Reproduce the following records exactly from the line containing "of the vegetable" onward, ending with the last line and including it.

— BEGIN Material for the task —

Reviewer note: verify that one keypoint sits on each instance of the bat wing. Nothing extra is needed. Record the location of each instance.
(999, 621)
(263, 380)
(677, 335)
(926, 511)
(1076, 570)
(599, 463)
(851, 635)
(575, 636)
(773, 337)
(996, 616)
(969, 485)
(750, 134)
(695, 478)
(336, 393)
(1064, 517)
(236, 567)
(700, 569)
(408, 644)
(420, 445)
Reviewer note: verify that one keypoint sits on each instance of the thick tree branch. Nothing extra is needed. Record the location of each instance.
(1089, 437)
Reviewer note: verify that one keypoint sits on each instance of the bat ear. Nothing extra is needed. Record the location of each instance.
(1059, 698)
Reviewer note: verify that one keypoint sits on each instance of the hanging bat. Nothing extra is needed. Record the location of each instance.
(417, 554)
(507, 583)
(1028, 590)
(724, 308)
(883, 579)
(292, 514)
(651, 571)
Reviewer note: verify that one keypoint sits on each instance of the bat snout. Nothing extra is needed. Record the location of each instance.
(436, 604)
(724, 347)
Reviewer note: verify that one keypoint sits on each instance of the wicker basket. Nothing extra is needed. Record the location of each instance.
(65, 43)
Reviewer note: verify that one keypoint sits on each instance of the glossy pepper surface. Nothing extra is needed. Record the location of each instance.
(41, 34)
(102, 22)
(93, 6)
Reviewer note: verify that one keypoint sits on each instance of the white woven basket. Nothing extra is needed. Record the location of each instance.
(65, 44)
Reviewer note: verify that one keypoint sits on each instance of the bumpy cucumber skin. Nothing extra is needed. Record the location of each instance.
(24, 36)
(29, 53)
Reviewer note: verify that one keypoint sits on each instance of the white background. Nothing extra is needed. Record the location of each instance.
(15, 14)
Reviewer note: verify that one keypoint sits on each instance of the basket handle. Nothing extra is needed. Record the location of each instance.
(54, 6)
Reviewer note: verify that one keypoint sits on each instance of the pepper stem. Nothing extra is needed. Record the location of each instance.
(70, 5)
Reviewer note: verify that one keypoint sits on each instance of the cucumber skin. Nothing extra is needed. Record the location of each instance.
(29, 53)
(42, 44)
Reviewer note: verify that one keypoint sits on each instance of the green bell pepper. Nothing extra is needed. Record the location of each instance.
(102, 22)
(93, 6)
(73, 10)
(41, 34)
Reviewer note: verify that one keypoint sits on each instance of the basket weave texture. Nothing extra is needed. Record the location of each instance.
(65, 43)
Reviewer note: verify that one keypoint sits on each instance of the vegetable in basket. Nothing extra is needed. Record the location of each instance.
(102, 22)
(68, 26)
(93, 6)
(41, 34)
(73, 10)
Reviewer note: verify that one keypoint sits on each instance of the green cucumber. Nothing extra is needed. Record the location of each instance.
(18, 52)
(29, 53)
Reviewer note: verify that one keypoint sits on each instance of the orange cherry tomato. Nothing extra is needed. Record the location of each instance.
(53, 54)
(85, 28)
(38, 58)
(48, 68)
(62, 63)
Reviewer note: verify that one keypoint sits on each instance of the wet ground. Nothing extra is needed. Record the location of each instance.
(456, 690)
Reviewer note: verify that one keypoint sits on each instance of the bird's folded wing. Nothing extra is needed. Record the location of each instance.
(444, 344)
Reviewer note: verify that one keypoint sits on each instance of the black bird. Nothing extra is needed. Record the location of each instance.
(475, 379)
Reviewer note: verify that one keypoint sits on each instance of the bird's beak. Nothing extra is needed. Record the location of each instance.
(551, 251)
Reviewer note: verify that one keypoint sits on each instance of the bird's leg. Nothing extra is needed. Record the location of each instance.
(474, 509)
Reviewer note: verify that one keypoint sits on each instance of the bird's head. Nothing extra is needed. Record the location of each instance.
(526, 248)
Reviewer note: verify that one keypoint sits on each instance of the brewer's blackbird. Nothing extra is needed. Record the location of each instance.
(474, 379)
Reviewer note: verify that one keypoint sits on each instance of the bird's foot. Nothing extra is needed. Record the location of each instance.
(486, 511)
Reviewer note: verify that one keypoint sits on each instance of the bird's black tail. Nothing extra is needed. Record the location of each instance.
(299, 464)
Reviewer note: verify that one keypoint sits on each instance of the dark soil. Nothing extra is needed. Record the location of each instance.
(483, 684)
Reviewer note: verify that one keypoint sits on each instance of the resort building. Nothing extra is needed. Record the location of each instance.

— END Material for the task —

> _Response for this exercise_:
Reviewer note: verify that one keypoint sits on each instance of the vegetable in basket. Nothing extra is needed. Record the location of each instance.
(102, 22)
(68, 26)
(93, 6)
(41, 34)
(73, 10)
Reviewer note: verify that one keypoint sits on each instance of the green cucumber. Nothing extra is needed. Record the location of each instance.
(18, 52)
(29, 53)
Reviewer note: verify that one keypoint sits on each instance of the orange cherry tomato. Nothing extra is needed. Record the location of each instance.
(53, 54)
(85, 28)
(38, 58)
(48, 68)
(62, 63)
Reviewer note: verify that one keypoint sits on each instance of the wet ground. Nothing extra is needed. Record the location of each instance.
(456, 690)
Reviewer note: verify that one keypoint sits on each instance of the bird's folded wing. Nothing extra is needed. Record the location of each instance.
(444, 344)
Reviewer note: verify that one keypoint sits on each instance of the black bird. Nothing extra is needed. Record the location of each instance.
(475, 379)
Reviewer note: verify that one keypoint sits on each instance of the bird's beak. Nothing extra is needed. Record the location of each instance.
(551, 251)
Reviewer note: verify that one keypoint sits on each instance of the bird's leg. Nothing extra is needed. Record the location of each instance.
(474, 509)
Reviewer note: verify that one keypoint sits on each instance of the bird's head. Nothing extra is needed. Record the location of each instance.
(526, 248)
Reviewer note: verify that one keypoint sits on each instance of the brewer's blackbird. Nothing extra is needed. Record the location of each instance.
(474, 379)
Reviewer note: verify that one keypoint sits on each instance of the bird's foot. Nothing extra is needed. Record the location of each instance.
(486, 511)
Reviewer note: verify that one keypoint sits on each instance of the bird's black tail. Nothing extra is needed. Record the location of each instance.
(299, 464)
Reviewer note: verify that one keypoint sits on each instance of the dark soil. Nothing extra is needed. Record the location of each instance.
(483, 684)
Reviewer note: verify that one keypoint sits on each instance of the resort building. Nothing extra is needed. Record the location of each instance.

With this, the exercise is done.